START Given data
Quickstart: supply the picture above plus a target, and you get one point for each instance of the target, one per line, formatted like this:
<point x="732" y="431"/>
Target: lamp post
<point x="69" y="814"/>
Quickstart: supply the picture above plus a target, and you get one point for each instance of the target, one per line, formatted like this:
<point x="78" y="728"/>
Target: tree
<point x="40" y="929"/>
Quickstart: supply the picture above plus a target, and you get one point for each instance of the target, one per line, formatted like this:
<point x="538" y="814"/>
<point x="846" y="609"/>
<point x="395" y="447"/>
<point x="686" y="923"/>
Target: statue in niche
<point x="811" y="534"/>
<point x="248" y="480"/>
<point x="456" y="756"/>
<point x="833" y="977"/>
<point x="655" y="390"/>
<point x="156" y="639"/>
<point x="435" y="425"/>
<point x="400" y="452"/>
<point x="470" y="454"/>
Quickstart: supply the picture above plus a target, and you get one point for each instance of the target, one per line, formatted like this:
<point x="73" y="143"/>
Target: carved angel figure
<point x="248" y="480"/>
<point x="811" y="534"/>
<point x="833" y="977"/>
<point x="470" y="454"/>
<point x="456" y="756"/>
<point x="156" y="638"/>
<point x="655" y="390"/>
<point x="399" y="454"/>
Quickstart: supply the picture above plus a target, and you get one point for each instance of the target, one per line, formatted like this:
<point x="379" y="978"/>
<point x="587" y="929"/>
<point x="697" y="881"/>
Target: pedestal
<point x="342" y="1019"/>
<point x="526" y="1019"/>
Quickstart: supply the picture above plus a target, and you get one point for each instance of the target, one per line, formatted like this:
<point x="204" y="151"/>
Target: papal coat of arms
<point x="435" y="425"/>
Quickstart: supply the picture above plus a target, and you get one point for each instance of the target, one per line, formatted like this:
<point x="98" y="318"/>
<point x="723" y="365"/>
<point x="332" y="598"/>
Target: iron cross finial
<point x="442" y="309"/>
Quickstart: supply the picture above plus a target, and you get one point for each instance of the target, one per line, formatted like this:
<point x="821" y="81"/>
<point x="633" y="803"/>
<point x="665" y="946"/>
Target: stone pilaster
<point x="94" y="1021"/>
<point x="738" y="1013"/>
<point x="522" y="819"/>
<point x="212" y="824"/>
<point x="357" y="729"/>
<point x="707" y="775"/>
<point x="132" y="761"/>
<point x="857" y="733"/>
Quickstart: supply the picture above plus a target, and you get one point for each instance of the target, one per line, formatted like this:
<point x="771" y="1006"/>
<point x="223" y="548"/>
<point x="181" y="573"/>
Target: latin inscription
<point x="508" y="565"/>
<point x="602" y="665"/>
END Given data
▶ [Aim of the exercise]:
Extract the complete set of records unchanged.

▶ [Result]:
Quickstart: supply the picture above plus a target, and you get one point for each instance of the target, one per line, formatted like this:
<point x="732" y="431"/>
Target: lamp post
<point x="69" y="814"/>
Quickstart: supply the picture above plus a target, and you get one point for each instance of the target, one per line, formatted like this:
<point x="78" y="728"/>
Target: tree
<point x="40" y="929"/>
Quickstart: supply the picture above plus a target, and you get one point for each instance of the target, one per line, formatted like this:
<point x="538" y="814"/>
<point x="846" y="609"/>
<point x="395" y="447"/>
<point x="686" y="923"/>
Target: statue in niche
<point x="811" y="534"/>
<point x="248" y="480"/>
<point x="456" y="756"/>
<point x="833" y="977"/>
<point x="655" y="390"/>
<point x="156" y="639"/>
<point x="435" y="425"/>
<point x="400" y="452"/>
<point x="470" y="454"/>
Quickstart: supply the picture above plus a target, and you get one point for each instance of the target, one per line, formatted like this:
<point x="73" y="143"/>
Target: carved angel figure
<point x="248" y="480"/>
<point x="811" y="534"/>
<point x="833" y="977"/>
<point x="470" y="454"/>
<point x="456" y="756"/>
<point x="156" y="638"/>
<point x="655" y="390"/>
<point x="399" y="454"/>
Quickstart: supply the picture above plus a target, and you get one point for each instance of the target, one per line, formatted like this:
<point x="379" y="978"/>
<point x="587" y="929"/>
<point x="697" y="881"/>
Target: pedestal
<point x="342" y="1019"/>
<point x="526" y="1019"/>
Quickstart: supply the picture above plus a target, and you get one point for each instance of the target, one per line, formatted like this:
<point x="204" y="151"/>
Target: papal coat of arms
<point x="435" y="425"/>
Quickstart: supply the picture above plus a target, and you get one point for each instance of the target, one per line, formatted like this:
<point x="98" y="318"/>
<point x="723" y="365"/>
<point x="332" y="598"/>
Target: iron cross finial
<point x="442" y="309"/>
Quickstart: supply the picture above plus a target, and you get one point for each instance of the target, one per line, formatted like this:
<point x="821" y="81"/>
<point x="633" y="803"/>
<point x="665" y="946"/>
Target: stone pilaster
<point x="94" y="1021"/>
<point x="738" y="1013"/>
<point x="522" y="819"/>
<point x="212" y="824"/>
<point x="357" y="729"/>
<point x="707" y="775"/>
<point x="132" y="761"/>
<point x="857" y="733"/>
Quickstart: supply the picture above plus a target, and you get one point for each instance of the target, one per line, formatted like this:
<point x="771" y="1006"/>
<point x="223" y="548"/>
<point x="181" y="573"/>
Target: latin inscription
<point x="508" y="565"/>
<point x="602" y="665"/>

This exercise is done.